TASK INSTRUCTIONS: Find every line in the listing below that contains the word "outline" and copy each of those lines in full.

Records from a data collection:
_ _ _

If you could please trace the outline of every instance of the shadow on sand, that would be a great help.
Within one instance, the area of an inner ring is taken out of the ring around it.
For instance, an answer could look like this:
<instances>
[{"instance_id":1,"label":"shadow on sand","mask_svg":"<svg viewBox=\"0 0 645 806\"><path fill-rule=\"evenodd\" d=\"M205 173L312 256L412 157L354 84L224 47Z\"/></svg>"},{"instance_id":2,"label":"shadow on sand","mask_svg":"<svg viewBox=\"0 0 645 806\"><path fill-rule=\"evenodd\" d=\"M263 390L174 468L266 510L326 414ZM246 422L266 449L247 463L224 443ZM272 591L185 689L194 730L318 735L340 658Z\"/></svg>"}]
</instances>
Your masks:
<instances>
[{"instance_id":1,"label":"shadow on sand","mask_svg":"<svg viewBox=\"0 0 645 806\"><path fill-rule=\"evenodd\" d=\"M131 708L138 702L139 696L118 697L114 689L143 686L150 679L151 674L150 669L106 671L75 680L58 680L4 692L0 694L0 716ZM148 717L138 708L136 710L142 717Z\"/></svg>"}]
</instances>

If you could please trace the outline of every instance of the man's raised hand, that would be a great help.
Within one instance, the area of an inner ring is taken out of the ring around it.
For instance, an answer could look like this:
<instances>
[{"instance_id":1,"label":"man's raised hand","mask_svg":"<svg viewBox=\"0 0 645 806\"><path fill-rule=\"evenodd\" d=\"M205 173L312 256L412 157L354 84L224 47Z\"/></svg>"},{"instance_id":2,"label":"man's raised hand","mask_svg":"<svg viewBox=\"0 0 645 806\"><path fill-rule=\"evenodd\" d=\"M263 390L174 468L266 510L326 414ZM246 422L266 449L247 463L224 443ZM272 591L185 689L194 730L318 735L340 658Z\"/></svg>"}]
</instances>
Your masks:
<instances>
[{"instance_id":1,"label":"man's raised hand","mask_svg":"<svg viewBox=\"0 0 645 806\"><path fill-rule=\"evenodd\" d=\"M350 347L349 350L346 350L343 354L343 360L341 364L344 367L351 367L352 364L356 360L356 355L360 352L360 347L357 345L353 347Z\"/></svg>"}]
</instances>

_ _ _

TASK SOLUTION:
If you could please trace the outline of every instance of the shadow on sand, that would be a great help.
If you could please trace the outline of every instance of the man's raised hand, that would be a great help.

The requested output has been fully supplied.